■ **Short task 1**
In the records, rename "distant mesa" to "far-off mesa" throughout the stretch from the line that contains "wiper. Return only the coordinates." through the end of the records, and give those lines back with nothing else changed.

■ **Excerpt provided**
Lawyer Michael Vidler: rights hero pushing waves of change

Lawyer Michael Vidler is savouring victory in a ruling on transsexual marriage. The battle was just one of his many fights for human rights

After solicitor Michael Vidler skimmed through the top court's landmark ruling affirming the right of his client, a transsexual woman known as "W", to marry her fiancé, he summed up how the victory felt. It was, he said, like "taking a through-train to justice".

It was one of the high points in Vidler's professional life in Hong Kong - a career stretching back to the early 1990s. But he very nearly decided to give the city a miss when he arrived.

After a brief stint in London, the young British law graduate embarked on a journey east, with a plan to eventually head north and take the Trans-Siberian Railway back west towards home.

Hong Kong was "grey, wet, humid, frankly miserable".

But its charms soon won him over and, scrapping his itinerary, Vidler decided to stay, and he was admitted as a solicitor in 1992.

Vidler has since emerged as a human rights defender. His devotion to protecting the rights of the lesbian, gay, bisexual, transsexual (LGBT) community stems from an early, formative experience, he says.

"When I was in university, I shared a flat with a gay man ... I saw the way he was treated when we were going out," Vidler says.

Apart from the W Registrar of Marriages case decided last Monday, another of Vidler's triumphs was William Leung's challenge to the law prohibiting men under the age of 21 engaging in gay sex.

In 2005, Mr Justice Michael Hartmann agreed with the assertion of Leung, then 20 years old, that the law was discriminatory, as it laid down a far higher age than that for heterosexuals and lesbians, who could legally have sex at 16.

Eight years on, however, the infamously outdated section 118C of the Crimes Ordinance remains entitled: "Homosexual buggery with or by man under 21".

Vidler argues that the law is, at best, misleading for the general public and even legal practitioners, and, at worst, it shows the government's slow response to a judicial decision, let alone social changes at large.

The case of W - whom Vidler describes as lovely, sweet, shy and vulnerable - was first heard in the Court of First Instance in 2010, when then Mr Justice Andrew Cheung Kui-nung, now chief judge of the High Court, said in his judgment: "[It] is hoped that this case will serve as a catalyst for the government to conduct general public consultation on gender identity, sexual orientation and ... the specific problems and difficulties faced by transsexual people, including their right to marry."

Not without some anger, Vidler says: "Three years later, nothing has been done."

He adds: "And what is it about our government that it cannot act? Why is it frozen on social issues so that it can't … move with the time, and it requires people to struggle so hard to fight for their rights. It effectively requires the court to have to step in and say: 'No, this is our declaration. You've got it wrong.'"

While Hongkongers remain undecided on whether an official consultation is needed on whether to create new laws against discrimination based on sexual orientation, France, for instance, has recently formally legalised gay marriage.

Dataset excerpt:

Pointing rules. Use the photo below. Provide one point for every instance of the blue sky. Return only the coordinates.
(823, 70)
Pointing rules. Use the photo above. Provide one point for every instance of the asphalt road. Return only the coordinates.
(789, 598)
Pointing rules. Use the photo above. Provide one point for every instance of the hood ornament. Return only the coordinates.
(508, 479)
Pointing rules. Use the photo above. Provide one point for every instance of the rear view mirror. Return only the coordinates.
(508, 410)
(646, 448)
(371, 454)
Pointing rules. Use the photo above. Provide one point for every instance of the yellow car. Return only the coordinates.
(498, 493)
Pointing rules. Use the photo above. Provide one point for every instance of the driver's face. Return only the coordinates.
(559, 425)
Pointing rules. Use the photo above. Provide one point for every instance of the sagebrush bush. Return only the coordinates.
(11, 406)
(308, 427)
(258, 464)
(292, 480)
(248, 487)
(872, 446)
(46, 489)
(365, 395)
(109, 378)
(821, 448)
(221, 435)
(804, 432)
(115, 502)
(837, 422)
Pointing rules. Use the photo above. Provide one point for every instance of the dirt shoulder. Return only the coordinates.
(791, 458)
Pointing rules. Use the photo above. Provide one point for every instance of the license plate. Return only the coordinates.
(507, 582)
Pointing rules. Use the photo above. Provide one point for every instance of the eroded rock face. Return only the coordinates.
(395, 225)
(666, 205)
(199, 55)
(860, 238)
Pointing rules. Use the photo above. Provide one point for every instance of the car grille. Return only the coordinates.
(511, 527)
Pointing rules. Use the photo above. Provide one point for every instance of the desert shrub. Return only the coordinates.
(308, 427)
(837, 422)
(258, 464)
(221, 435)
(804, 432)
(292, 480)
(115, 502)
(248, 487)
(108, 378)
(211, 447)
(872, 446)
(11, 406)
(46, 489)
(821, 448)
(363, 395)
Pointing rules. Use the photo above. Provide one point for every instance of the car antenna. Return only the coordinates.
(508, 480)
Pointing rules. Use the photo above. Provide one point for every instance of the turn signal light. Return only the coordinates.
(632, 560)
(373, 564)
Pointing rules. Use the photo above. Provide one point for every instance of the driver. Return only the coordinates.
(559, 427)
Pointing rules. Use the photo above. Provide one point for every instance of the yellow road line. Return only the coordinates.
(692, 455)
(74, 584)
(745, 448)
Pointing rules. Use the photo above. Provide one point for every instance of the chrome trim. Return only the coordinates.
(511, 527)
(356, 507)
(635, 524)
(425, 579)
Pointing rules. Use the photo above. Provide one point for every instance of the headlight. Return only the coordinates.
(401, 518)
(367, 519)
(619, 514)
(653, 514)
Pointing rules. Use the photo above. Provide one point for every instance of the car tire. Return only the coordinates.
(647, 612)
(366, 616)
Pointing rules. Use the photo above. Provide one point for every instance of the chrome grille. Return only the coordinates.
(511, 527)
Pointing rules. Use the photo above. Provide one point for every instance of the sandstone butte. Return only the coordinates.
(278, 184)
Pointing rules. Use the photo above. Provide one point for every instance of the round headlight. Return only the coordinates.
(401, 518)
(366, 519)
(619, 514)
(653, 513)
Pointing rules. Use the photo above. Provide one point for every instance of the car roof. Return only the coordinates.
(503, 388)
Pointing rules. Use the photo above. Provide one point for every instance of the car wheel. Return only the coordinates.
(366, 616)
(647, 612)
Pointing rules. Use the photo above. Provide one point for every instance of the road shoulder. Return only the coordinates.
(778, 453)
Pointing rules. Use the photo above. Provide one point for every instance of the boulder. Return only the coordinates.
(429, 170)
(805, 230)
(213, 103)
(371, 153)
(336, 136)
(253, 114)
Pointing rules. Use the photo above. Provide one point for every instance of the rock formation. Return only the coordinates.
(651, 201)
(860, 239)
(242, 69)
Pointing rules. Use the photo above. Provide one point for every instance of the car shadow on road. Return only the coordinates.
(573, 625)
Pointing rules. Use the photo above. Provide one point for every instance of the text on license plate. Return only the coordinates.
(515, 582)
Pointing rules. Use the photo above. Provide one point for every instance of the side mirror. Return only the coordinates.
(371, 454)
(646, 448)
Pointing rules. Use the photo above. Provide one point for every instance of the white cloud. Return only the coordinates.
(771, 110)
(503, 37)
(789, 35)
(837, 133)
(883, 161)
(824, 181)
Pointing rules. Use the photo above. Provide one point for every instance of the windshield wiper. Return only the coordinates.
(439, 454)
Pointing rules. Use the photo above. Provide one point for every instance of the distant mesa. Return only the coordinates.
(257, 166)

■ **Short task 2**
According to the profile of Michael Vidler, why did Mr Justice Michael Hartmann agree that the law William Leung challenged was discriminatory? Answer in one to three sentences.

■ **Full solution 1**
Pointing rules. Use the photo above. Provide one point for every instance of the windshield wiper. Return only the coordinates.
(439, 454)
Pointing rules. Use the photo above. Provide one point for every instance of the far-off mesa. Return only the coordinates.
(257, 166)

■ **Full solution 2**
The law set a far higher age for gay sex between men, 21, than the age for heterosexuals and lesbians, who could legally have sex at 16.